GOAL OF THE EXERCISE
Restate the data below word for word, omitting pictures.
■ ■ ■ ■ ■
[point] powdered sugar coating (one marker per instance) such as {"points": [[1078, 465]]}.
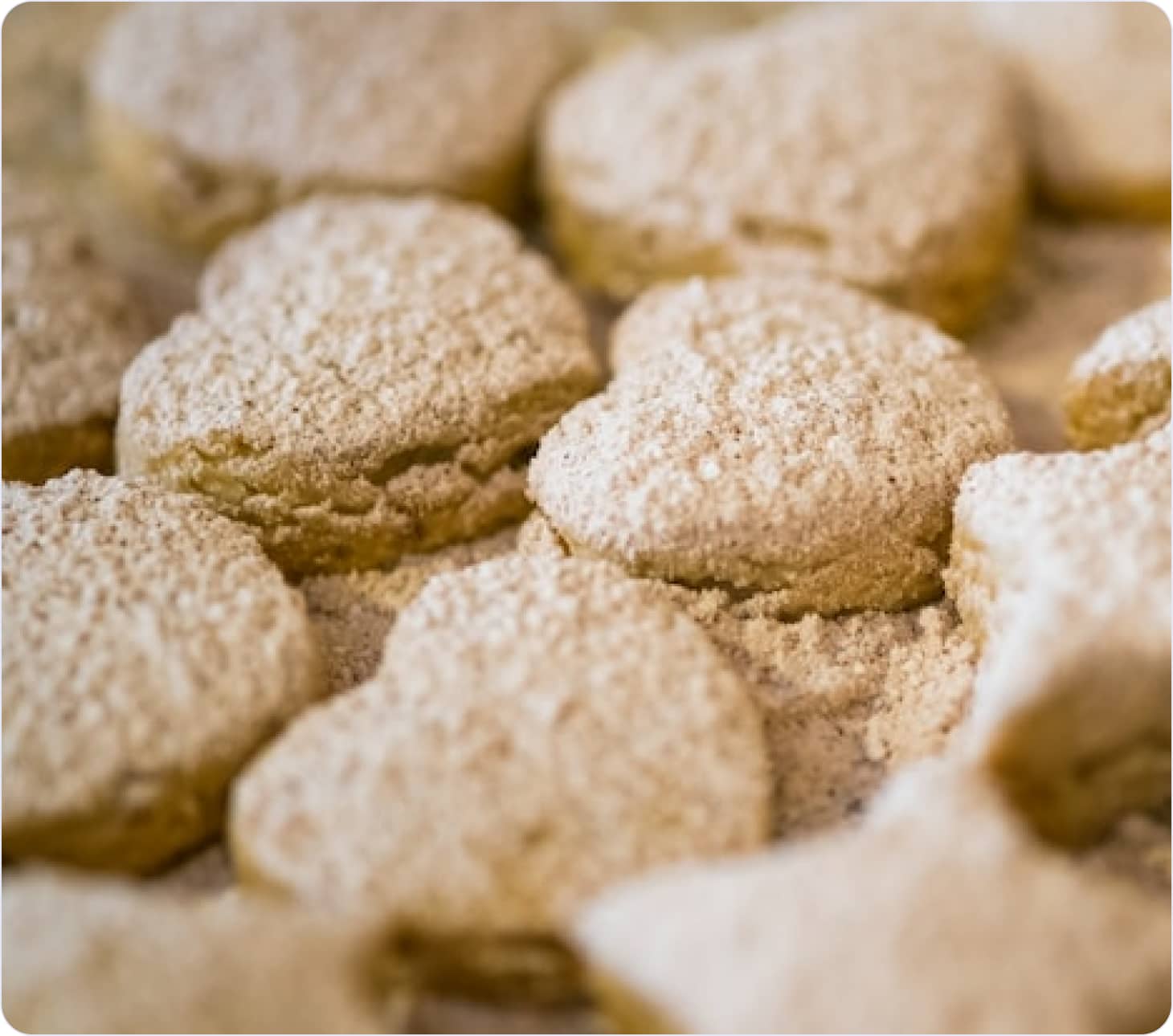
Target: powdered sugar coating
{"points": [[938, 916], [1119, 390], [784, 435], [799, 145], [71, 326], [537, 730], [366, 381], [149, 648], [394, 96], [84, 956]]}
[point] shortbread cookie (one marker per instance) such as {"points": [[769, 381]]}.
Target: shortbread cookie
{"points": [[210, 116], [369, 381], [1061, 563], [935, 918], [1119, 390], [106, 956], [71, 326], [877, 149], [1097, 86], [149, 648], [354, 613], [785, 436], [537, 730]]}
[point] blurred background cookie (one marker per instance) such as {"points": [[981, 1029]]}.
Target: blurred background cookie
{"points": [[372, 385], [209, 116], [799, 145], [71, 327], [149, 648]]}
■ ■ ■ ■ ■
OUTPUT
[point] powdered sugar coating (one marker per instance) such as {"points": [[1078, 465]]}.
Target: powdered sugar coating
{"points": [[938, 916], [1119, 390], [784, 435], [799, 145], [71, 326], [537, 730], [366, 381], [149, 648], [394, 96], [84, 956]]}
[point] shortbread cookie (one marker per instance) such as {"points": [[769, 381]]}.
Target: shortbread cookie
{"points": [[210, 116], [369, 381], [1061, 563], [935, 918], [1119, 390], [106, 956], [71, 326], [877, 149], [1097, 86], [149, 648], [354, 613], [785, 436], [537, 730]]}
[point] blurred background cookie (one marker per instance) such as {"points": [[981, 1029]]}.
Target: blurred background cookie
{"points": [[372, 385], [209, 116], [799, 145], [71, 327], [149, 648]]}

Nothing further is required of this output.